# Licking



## Isabenz (Jul 13, 2015)

My hedgehog licks my face/neck a lot when she's near which I thought of as her being affectionate... But reading through posts ive gathered this leads to biting and so isn't because she loves me lol? Should I not let her lick me more than just to know my scent?


----------



## twobytwopets (Feb 2, 2014)

Ok, here is what happened on my birthday a couple years ago. 
Anastasia-vu was always a kisser but because of possible bites we wouldn't let her do it. 
On my birthday everything went wrong, flat tire at the FIRST bus stop. Then dinner was not great, bad servers with attitude. 
I got home from dinner and took Anastasia out to play. She was extra lovey that day and I was having a case of birthday blues. She was cuddling with my chin and cheeks. I went to give her a kiss, apparently I didn't do a great job at washing up after dinner. My lips must have smelt like steak. She clamped down on my lip.

Now it wasn't a bad bite, those are totally different. Just that it was in fact located on a sensitive spot made it so much worse.


----------



## shinydistraction (Jul 6, 2014)

Hedgehogs aren't really affectionate animals. And they don't display what little affection they do show the same way a dog would. If a hedgehog is licking you it's because they think you taste or smell good. This very likely will lead to a bite eventually. As cute as it is, I wouldn't let her lick you. But it's up to you of course. Just be prepared. Those little teeth are sharp and they are fast when they decide to bite.


----------



## ummmx (Jul 15, 2015)
^^^^^^^^^^^^^^^^
Short problem A:
According to the hedgehog licking thread, why does shinydistraction say a hedgehog licks a person?
Short problem B:
Proceed with the hedgehog licking thread from the point where it stops.
The lines after the hedgehog licking thread are separate material.

Pointing lines:
^^^^^^^^^^^^^^^^
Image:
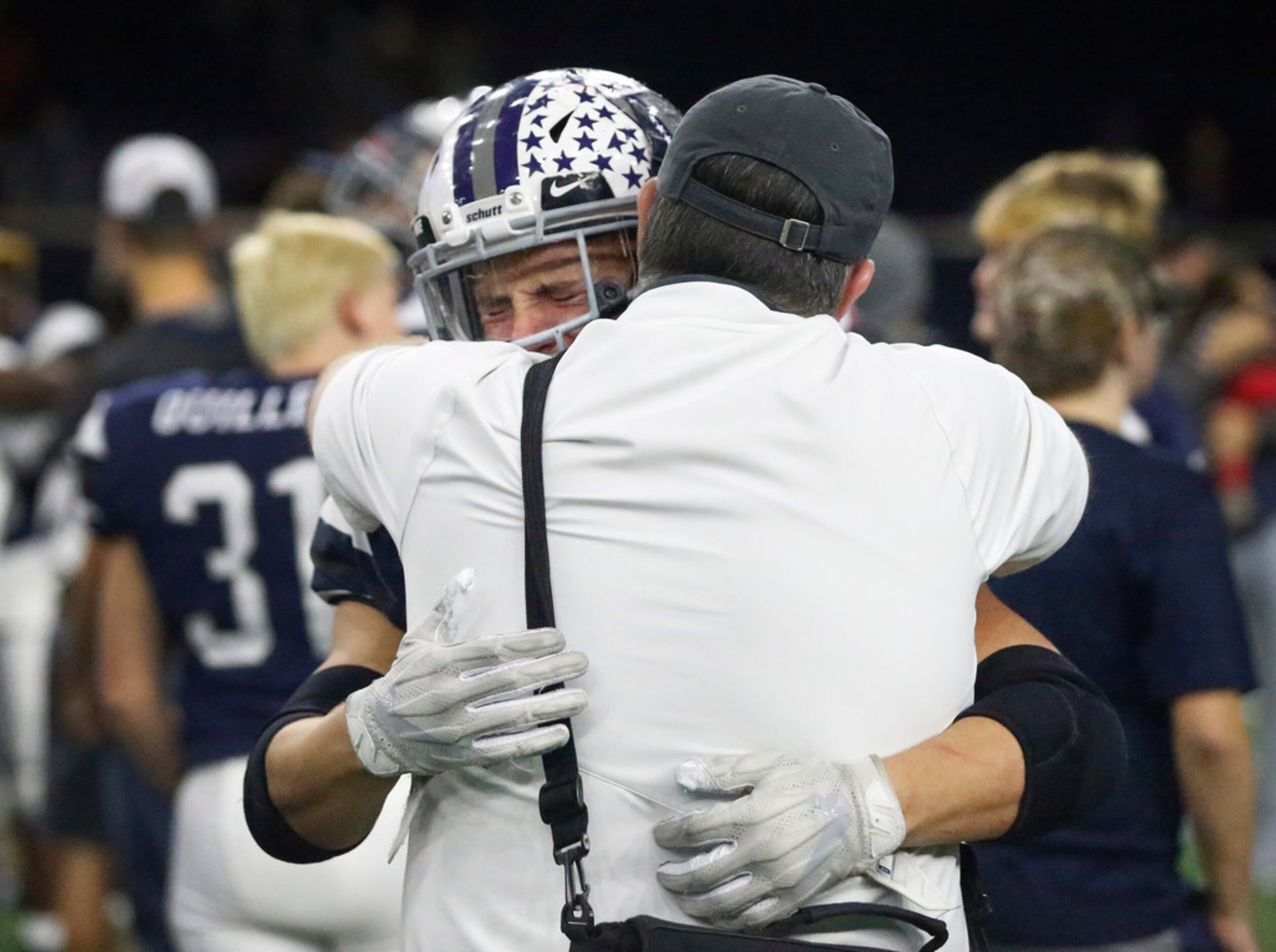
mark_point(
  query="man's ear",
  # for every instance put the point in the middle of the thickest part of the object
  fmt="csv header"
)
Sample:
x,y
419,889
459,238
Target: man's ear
x,y
350,313
646,199
859,276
^^^^^^^^^^^^^^^^
Exercise output A:
Because it thinks the person tastes or smells good.

Exercise output B:
Before I hold my hedgehog I have to make sure I don't wash my hands with bath and body works soap because he loves it...I found this out because the other day I had washed my hands with the soap I always use (bath and body works) and I was cleaning up his cage. He walks right up to me and starts licking my hand, and I was all like aww how cute then he took a nice chunk out of my pinky. Then he started self anointing with it lol.. So he obviously likes the smell. He does the same thing with my pillow.


----------



## twobytwopets (Feb 2, 2014)

Anyone who has been around babies of the human kind could tell a story about how when a baby or toddler smells something really good, like a candle that smells like sugar cookies, they smell it open their mouth to try and taste it. 
We do most of our tasting with our noses. Hedgehogs I'm sure are no different.


----------



## DibsMonster (Nov 10, 2014)

my husband gets bit all the time. He lets the hedgies lick him and then CHOMP!! I have never been bit becaus ei never let them get that far lol that chew on my bra strap though.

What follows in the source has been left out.